THE TASKS
1. Translate this sentence from the article on the Seminar gathering into Spanish: "Registration for a member and companion is about $3,500."
2. Reproduce verbatim the passage of the article on the Seminar gathering starting with "Another break from" and going on through "spoke last year.".
3. Extend the article on the Seminar gathering past its final sentence, keeping its reporting voice.

ARTICLE

....

Another break from tradition is that it’s in June when the meetings typically were in mid-May. Before June 1 the rates at the Ritz-Carlton in South Beach, where this year's gathering will be held, are $299-$549. Seminar has obtained a group rate of $199. The hotel said today that the block allotted to the group has been completely booked.
Media heavyweights are noticeably absent from the program. Where past years had such speakers as Maria Bartiromo of CNBC and Eleanor Clift of Newsweek and "The McLaughlin Group," the 2011 agenda has no media figures at all.
Editors from ProPublica and National Public Radio spoke last year.
Non-media speakers have included Michael Bloomberg, before he was mayor of New York, and Jamie Dimon, CEO of JPMorgan Chase.
A member of the Society of Professional Journalists has criticized attendance by editorial and publishing figures from the New York Times, Washington Post, Fortune, Forbes, etc. (more than 25 such national media).
It is a conflict of interest for journalists to hobnob for up to four days with PR executives who control not only the flow of news from their companies but the flow of ad dollars and not report the existence of the group, said SPJ's Peter Sussman (link, sub req'd).
Concern about social media is shown by the title of one panel: “Stop the Madness: On Social Media’s Front Lines.”
Registration for a member and companion is about $3,500.
Most of the Seminarians are also members of the Arthur W. Page Society. About two-thirds of the 30-member PRS governing board are Page members.
Reviews of the hotel are mixed, some praising the service and décor and others criticizing it.
A couple who were guests recently blogged that the “owners of the Ritz-Carlton brand should be ashamed of themselves for marketing this outdated, poorly staffed, rooming house as a ‘Ritz-Carlton’ property.” Another guest praised the location in South Beach but called the meals “average to below average” and said “service was very slow and requests never honored including basics like how you want your beef cooked.” Service on the beach was also criticized.
There is no on-site golf course (unusual as a site for Seminar) but there are courses nearby.
This reporter spent several weeks in Miami during the winter and found that South Beach can be a “tourist trap.”
Seminarians should check prices before they order anything from the numerous bars and restaurants that front the beach.
Attractive young women in scanty clothes entice visitors to the bars and outdoor tables. But a party of three I was with got a $79 bill after having three $12 sandwiches, two sodas and a pina colada. It turned out the drink was a “double” that cost $19 plus a mandatory 15% tip and taxes. Total for the drink was $23. The waiter explained the restaurant only served pina colada “doubles” and “wasn’t it the best pina colada you ever had?”
We paid the bill rather than create a ruckus but looked up the restaurant on the web and found numerous other complaints about unexpectedly high prices. One couple got charged $150 each for two lobsters at the same place.
This reporter questioned some of the other young women in front of bars and found several places that also only served “double” pina coladas for $19 or so.
While this year’s Seminar may not have any “name” media figures, PR pros from the media will probably attend. Regulars at Seminar include Monie Begley Feurey, SVP-corporate communications, Forbes, and Betty Hudson, SVP-C, National Geographic.

....

Coordinate annotation entries:
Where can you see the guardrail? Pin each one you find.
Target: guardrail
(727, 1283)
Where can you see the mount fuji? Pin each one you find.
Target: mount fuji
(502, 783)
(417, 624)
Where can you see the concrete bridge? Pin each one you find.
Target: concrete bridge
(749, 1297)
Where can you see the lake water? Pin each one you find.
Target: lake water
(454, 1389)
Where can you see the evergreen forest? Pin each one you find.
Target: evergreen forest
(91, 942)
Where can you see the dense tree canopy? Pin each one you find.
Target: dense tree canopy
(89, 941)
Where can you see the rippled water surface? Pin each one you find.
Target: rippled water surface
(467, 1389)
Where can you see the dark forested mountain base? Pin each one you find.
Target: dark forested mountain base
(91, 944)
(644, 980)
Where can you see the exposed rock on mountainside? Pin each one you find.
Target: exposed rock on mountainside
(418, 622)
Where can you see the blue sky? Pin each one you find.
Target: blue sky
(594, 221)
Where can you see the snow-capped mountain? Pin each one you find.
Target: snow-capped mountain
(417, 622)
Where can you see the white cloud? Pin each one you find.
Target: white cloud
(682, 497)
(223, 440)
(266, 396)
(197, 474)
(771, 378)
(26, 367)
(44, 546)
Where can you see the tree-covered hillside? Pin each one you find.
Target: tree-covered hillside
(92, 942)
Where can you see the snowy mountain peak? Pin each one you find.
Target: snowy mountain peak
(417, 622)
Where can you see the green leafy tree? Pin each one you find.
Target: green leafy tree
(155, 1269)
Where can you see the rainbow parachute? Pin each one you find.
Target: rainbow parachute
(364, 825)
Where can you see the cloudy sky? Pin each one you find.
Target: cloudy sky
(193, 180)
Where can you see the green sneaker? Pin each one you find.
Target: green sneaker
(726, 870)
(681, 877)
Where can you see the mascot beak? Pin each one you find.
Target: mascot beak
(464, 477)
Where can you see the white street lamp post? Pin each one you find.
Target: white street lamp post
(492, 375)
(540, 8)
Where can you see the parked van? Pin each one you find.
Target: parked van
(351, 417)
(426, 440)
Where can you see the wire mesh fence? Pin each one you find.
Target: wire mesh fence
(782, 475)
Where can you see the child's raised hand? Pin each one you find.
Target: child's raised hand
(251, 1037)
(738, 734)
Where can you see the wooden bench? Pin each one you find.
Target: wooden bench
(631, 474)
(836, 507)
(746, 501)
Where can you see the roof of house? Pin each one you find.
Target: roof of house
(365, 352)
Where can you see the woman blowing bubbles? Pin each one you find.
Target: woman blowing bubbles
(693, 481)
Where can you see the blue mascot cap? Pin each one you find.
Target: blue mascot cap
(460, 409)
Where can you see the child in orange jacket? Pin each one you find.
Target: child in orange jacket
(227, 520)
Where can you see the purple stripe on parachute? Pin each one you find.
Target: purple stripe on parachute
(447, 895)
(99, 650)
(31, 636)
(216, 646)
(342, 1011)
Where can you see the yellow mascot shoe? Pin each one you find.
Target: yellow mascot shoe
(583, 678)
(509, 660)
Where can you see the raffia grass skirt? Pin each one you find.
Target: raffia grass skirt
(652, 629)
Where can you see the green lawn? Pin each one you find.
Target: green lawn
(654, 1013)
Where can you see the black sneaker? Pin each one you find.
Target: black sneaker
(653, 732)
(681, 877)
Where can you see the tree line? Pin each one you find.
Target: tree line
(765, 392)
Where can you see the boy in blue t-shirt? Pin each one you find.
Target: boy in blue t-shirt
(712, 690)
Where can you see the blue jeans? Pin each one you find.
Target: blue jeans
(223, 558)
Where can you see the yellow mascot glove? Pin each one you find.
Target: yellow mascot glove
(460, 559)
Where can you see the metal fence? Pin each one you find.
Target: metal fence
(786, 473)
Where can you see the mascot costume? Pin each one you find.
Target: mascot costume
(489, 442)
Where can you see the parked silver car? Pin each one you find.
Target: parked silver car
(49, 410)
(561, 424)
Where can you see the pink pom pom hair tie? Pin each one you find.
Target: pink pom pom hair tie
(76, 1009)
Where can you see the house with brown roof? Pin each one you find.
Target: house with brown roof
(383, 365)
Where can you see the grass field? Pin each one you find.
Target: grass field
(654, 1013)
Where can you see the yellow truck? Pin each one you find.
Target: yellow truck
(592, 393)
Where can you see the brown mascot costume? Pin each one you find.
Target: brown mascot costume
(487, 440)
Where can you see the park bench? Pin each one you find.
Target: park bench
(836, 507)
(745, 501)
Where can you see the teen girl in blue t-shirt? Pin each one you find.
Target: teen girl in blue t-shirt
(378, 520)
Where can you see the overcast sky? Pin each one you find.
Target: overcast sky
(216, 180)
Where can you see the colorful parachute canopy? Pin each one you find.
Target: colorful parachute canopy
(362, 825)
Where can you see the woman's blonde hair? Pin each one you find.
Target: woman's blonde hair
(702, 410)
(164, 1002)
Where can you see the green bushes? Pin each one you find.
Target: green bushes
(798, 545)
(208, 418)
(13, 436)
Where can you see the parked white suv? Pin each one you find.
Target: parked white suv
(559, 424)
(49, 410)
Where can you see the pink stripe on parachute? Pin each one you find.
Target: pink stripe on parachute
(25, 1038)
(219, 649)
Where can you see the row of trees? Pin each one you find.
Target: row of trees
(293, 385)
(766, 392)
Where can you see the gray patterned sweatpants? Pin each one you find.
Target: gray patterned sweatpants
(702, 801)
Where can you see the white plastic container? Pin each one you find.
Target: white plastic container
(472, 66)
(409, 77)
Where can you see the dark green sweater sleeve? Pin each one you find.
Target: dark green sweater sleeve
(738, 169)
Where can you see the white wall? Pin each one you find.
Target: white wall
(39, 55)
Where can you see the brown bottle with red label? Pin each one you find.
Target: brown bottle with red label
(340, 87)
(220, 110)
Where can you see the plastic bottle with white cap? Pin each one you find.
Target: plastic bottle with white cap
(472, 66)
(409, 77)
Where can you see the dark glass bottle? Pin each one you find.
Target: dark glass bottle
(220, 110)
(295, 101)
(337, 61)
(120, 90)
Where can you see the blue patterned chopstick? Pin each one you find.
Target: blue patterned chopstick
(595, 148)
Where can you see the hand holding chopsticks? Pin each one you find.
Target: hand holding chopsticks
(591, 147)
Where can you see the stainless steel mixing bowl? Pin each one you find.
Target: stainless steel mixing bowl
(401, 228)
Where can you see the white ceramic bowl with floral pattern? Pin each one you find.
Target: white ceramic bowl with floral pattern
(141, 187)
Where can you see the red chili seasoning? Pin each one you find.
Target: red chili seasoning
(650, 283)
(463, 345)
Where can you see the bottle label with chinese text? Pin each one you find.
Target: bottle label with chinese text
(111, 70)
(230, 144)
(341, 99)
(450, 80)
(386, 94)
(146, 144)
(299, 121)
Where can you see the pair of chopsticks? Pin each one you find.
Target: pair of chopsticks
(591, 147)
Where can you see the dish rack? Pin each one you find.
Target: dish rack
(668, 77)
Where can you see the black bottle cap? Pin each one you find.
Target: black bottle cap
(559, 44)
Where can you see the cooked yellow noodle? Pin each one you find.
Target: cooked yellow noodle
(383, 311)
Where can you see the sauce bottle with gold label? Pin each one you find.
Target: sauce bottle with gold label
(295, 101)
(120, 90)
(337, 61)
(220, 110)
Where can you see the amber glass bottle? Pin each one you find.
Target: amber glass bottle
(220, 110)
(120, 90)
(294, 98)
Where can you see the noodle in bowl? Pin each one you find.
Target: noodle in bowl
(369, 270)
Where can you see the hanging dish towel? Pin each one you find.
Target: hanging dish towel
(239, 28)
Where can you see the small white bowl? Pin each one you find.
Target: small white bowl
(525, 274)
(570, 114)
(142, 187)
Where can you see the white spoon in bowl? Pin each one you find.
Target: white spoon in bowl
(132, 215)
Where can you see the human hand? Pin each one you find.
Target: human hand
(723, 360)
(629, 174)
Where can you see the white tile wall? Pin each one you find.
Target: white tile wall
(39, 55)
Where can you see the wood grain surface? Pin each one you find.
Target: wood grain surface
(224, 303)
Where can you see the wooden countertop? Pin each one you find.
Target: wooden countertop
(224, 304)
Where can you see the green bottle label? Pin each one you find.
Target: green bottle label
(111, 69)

....

WRITTEN RESPONSES
1. La inscripción para un miembro y su acompañante cuesta alrededor de 3.500 dólares.

2.
Another break from tradition is that it’s in June when the meetings typically were in mid-May. Before June 1 the rates at the Ritz-Carlton in South Beach, where this year's gathering will be held, are $299-$549. Seminar has obtained a group rate of $199. The hotel said today that the block allotted to the group has been completely booked.
Media heavyweights are noticeably absent from the program. Where past years had such speakers as Maria Bartiromo of CNBC and Eleanor Clift of Newsweek and "The McLaughlin Group," the 2011 agenda has no media figures at all.
Editors from ProPublica and National Public Radio spoke last year.

3.
Daniel Nocera, professor at Mass. Institute of Technology, will discuss “Personalized Energy for the Non-Legacy World.”
He has worked with other scientists at MIT to achieve nearly 100% electrolysis, which becomes an effective storage system.
Dan Buettner, author of "Blue Zones," which tells how to “live longer, better,” has as his topic, “Unlocking Secrets of Happiness.”
Monday afternoon will be devoted to Islamic topics.
Tariq Ramadan, Ph.D., Oxford University, will discuss “Islam as an Economic Force”; Joumana Haddad, poet and author, will discuss “What is an Arab Woman?”, and Akbar Ahmed, Ph.D., chair of Islamic Studies, American University, will talk on “Islam in America.”
The more than 200 Seminarians and their companions will take buses Monday night to the Vizcaya Museum and Gardens, where they will tour the main house and ten acres of formal gardens and have dinner.
Shalala on Tuesday will discuss “The Unfinished Agenda of Healthcare Reform.”
Kathryn Schultz, author and journalist, will discuss “Being Wrong.”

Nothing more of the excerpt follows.